**Short task**
Count the lines below that contain the string "cream", treating uppercase and lowercase as different, and give only that number.

**Record excerpts**
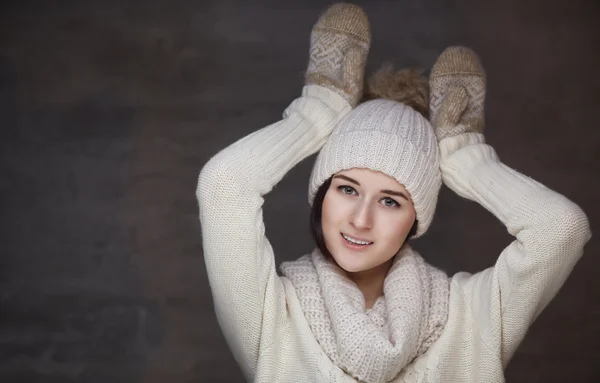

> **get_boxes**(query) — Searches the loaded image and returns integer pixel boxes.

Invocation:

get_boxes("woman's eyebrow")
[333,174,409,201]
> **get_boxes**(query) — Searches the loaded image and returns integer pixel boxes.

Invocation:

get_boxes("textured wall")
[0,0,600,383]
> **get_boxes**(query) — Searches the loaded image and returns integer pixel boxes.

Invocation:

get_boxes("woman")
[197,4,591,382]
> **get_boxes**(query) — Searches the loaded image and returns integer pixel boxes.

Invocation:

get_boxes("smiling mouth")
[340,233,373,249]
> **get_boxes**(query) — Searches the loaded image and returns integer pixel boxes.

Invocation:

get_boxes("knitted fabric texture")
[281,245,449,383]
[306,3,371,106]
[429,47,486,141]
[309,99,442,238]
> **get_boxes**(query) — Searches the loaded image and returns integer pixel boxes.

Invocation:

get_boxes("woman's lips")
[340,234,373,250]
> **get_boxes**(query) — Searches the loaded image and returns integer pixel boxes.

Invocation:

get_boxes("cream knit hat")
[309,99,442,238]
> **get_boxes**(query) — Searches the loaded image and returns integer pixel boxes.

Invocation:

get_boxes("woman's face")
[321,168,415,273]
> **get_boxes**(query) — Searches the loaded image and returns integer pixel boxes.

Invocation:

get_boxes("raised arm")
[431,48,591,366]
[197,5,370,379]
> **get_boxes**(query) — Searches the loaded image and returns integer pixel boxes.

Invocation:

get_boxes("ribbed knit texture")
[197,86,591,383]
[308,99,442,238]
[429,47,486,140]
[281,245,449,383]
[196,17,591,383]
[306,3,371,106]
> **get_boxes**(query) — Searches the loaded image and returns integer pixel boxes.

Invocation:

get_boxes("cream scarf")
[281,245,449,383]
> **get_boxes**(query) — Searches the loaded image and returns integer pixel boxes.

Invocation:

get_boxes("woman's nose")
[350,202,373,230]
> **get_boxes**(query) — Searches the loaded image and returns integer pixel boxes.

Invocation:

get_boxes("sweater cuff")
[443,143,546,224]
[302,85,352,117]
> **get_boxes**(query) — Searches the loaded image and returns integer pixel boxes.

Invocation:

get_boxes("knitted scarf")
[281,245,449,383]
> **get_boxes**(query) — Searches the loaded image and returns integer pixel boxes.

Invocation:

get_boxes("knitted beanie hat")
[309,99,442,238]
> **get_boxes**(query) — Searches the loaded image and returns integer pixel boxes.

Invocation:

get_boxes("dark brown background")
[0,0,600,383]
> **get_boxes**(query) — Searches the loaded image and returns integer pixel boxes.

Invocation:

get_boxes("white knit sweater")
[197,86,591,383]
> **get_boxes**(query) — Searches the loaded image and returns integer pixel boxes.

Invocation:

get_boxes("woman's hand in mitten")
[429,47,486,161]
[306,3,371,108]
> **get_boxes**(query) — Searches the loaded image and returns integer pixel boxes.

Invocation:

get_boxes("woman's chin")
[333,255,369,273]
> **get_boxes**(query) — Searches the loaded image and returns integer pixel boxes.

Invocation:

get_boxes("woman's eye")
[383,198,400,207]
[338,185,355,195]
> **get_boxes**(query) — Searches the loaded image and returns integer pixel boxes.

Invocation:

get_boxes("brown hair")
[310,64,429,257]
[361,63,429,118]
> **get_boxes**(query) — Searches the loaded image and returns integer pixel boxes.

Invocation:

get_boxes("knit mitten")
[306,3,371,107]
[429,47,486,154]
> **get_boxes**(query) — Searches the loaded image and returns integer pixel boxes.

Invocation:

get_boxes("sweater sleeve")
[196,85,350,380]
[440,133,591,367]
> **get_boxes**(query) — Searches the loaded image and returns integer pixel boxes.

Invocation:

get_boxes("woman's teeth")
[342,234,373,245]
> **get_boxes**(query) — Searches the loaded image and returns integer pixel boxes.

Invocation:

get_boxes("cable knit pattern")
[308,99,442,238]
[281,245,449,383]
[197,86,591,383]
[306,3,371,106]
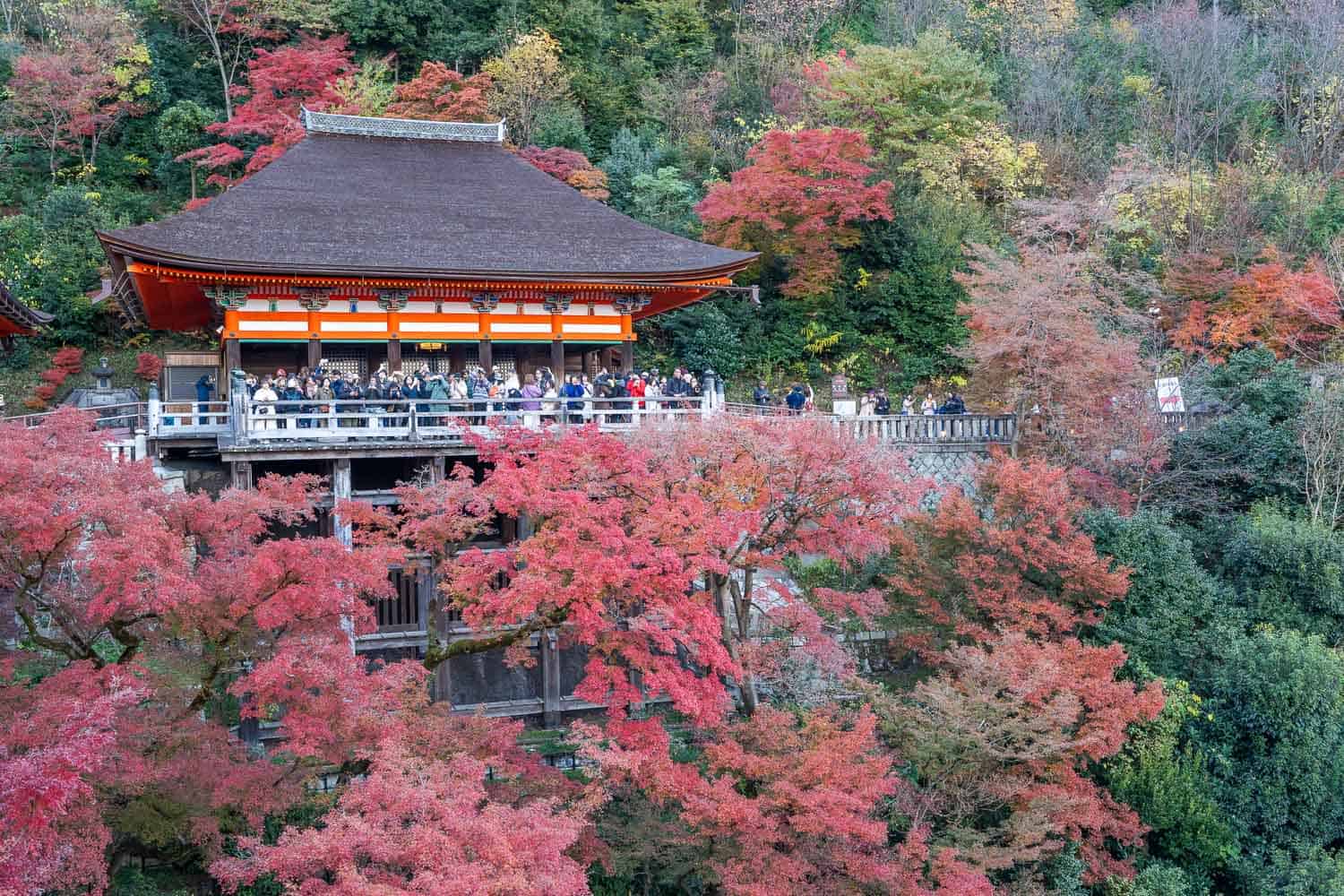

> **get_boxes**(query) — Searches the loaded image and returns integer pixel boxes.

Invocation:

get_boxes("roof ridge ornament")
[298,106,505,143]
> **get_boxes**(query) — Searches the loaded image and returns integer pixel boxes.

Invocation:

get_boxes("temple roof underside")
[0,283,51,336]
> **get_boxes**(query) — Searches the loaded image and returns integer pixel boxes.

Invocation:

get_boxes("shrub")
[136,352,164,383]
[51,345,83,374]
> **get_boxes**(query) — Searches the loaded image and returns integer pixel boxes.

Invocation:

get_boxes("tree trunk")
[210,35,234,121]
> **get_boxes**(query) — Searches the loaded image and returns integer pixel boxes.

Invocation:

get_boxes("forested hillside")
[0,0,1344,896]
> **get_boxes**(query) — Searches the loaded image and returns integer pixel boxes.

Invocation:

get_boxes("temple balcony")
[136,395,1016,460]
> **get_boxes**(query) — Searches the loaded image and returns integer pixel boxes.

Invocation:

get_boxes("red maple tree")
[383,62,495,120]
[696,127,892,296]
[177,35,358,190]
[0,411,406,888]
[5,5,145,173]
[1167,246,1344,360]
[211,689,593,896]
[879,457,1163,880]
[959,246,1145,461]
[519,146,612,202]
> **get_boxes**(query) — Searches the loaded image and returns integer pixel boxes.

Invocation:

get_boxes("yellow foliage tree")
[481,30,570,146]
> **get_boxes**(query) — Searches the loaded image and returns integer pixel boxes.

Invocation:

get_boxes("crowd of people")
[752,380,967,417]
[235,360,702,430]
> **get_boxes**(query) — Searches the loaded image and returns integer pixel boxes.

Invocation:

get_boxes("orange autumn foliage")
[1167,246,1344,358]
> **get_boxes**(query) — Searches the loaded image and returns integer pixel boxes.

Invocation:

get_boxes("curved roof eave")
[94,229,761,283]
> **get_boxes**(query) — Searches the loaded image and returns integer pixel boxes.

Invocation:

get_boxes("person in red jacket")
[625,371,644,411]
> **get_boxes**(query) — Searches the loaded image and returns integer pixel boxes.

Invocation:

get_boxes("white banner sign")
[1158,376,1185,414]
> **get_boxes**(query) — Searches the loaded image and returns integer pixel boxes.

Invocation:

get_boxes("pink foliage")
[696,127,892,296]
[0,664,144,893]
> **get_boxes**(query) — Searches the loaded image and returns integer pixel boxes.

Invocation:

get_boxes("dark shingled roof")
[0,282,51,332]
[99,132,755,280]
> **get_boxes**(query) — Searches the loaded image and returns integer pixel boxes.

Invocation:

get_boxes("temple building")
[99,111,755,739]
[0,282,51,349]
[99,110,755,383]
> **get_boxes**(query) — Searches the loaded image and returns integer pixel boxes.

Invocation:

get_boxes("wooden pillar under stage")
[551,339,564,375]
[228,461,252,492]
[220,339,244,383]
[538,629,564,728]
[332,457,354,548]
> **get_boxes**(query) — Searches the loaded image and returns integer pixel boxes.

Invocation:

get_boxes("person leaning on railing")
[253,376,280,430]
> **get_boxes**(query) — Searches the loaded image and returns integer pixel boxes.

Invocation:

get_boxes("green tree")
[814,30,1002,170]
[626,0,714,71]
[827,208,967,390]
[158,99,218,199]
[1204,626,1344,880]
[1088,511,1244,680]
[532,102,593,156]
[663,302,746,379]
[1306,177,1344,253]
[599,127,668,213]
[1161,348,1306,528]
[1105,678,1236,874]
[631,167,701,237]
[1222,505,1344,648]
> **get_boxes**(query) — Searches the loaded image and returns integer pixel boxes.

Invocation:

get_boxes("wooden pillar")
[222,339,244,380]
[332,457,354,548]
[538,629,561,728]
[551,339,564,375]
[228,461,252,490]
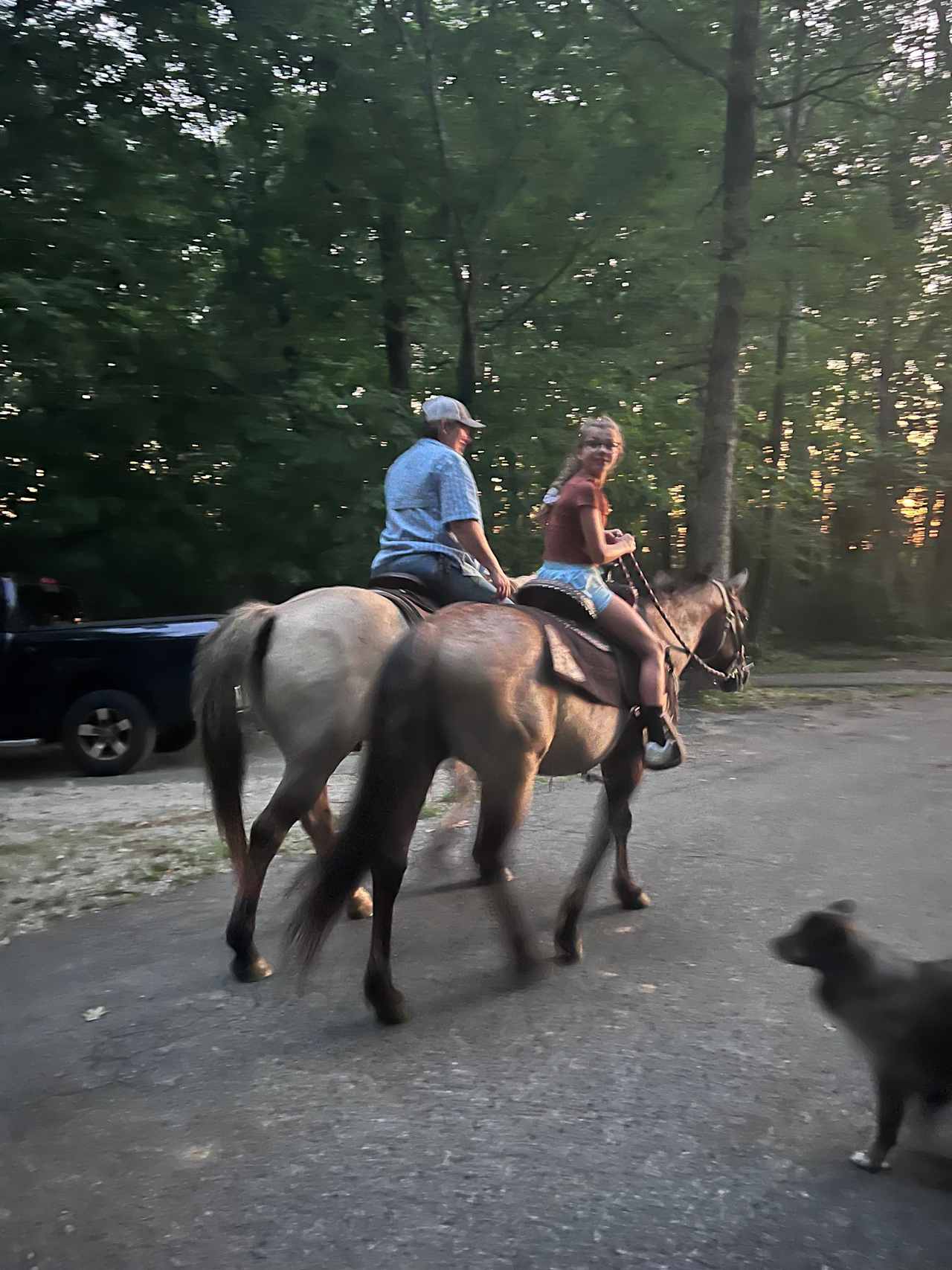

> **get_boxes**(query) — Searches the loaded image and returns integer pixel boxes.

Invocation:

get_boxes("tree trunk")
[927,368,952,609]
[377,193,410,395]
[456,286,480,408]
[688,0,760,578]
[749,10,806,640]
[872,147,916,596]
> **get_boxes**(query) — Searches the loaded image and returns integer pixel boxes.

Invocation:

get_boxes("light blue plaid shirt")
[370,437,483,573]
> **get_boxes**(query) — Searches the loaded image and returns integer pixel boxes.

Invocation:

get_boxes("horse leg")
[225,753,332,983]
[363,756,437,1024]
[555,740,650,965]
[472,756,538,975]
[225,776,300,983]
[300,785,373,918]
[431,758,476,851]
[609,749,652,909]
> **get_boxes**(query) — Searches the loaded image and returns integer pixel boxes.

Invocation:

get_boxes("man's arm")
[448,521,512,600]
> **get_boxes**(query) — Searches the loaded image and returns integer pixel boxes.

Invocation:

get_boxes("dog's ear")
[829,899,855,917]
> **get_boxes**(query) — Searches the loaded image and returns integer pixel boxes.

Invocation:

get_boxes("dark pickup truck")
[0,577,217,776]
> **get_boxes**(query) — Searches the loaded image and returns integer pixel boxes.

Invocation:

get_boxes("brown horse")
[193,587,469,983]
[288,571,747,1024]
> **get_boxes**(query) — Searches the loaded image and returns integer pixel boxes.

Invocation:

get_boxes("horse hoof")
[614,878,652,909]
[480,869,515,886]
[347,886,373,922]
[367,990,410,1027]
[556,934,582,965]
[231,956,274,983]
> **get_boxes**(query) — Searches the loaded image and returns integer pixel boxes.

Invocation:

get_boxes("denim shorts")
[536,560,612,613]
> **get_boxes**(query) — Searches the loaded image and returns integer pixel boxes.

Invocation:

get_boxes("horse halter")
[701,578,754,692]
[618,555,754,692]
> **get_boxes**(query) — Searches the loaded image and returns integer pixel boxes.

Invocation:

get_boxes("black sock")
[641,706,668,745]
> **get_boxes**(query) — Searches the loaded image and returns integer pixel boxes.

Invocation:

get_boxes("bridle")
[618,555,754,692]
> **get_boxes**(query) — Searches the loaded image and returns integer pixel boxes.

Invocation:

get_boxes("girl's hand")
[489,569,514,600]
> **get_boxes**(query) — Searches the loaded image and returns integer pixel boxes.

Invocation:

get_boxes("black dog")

**The completed task**
2